Extract provided
* * *
Bug 683104

Summary: fsck.gfs2 only rebuilds one missing journal at a time
Product: Red Hat Enterprise Linux 6 Reporter: Nate Straz <nstraz>
Component: clusterAssignee: Robert Peterson <rpeterso>
Status: CLOSED ERRATA QA Contact: Cluster QE <mspqa-list>
Severity: low Docs Contact:
Priority: low    
Version: 6.1CC: ccaulfie, cluster-maint, fdinitto, lhh, rpeterso, swhiteho, teigland
Target Milestone: rc   
Target Release: ---   
Hardware: All   
OS: Linux   
Whiteboard:
Fixed In Version: cluster-3.0.12.1-4.el6 Doc Type: Bug Fix
Doc Text:
Prior to this patch, the fsck.gfs2 program used the number of entries in the journal index to look for missing journals. As a result, if more than one journal was missing, they were not all rebuilt and subsequent runs of fsck.gfs2 were needed to recover all the journals. Since each node needs its own journal, code was added to fsck.gfs2 to use the "per_node" system directory to determine the correct number of journals to repair. As a result, fsck.gfs2 now repairs all the journals in one run.
* * *
Collected data
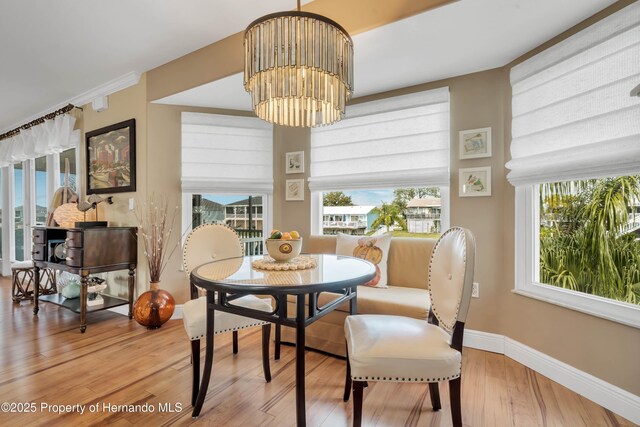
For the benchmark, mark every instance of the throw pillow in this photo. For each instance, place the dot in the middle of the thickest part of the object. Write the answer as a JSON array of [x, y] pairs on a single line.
* * *
Your task
Extend the bug report on fsck.gfs2 rebuilding missing journals, starting after its last sentence.

Response below
Story Points: ---
Clone Of: 622576 Environment:
Last Closed: 2011-12-06 14:51:03 UTC Type: ---
Regression: --- Mount Type: ---
Documentation: --- CRM:
Verified Versions: Category: ---
oVirt Team: --- RHEL 7.3 requirements from Atomic Host:
Cloudforms Team: --- Target Upstream Version:
Embargoed:
Attachments:
Description Flags
Untested patch
none
Patch that works properly
none
Better patch none

Description Nate Straz 2011-03-08 15:12:51 UTC
+++ This bug was initially created as a clone of Bug #622576 +++

* removing multiple journals in the middle

  If I have a file system with five journals and I remove the middle three, fsck.gfs2 will only recreate one journal at a time.  I have to run fsck.gfs2 three times to get the journals all back.  This seems like a bug that should be fixed.

--- Additional comment from rpeterso on 2011-03-07 08:50:43 EST ---

In answer to comment #11:
fsck.gfs2 should probably recover multiple journals.  Do you
have output I can look at from this scenario where it didn't?
I'd just like to double-check that it didn't act up.

--- Additional comment from nstraz on 2011-03-07 10:51:57 EST ---

Created attachment 482716 [details]
fsck.gfs2 log while rebuilding journals

Attached is the complete output of fsck.gfs2 while I run it until all of the journals are rebuilt.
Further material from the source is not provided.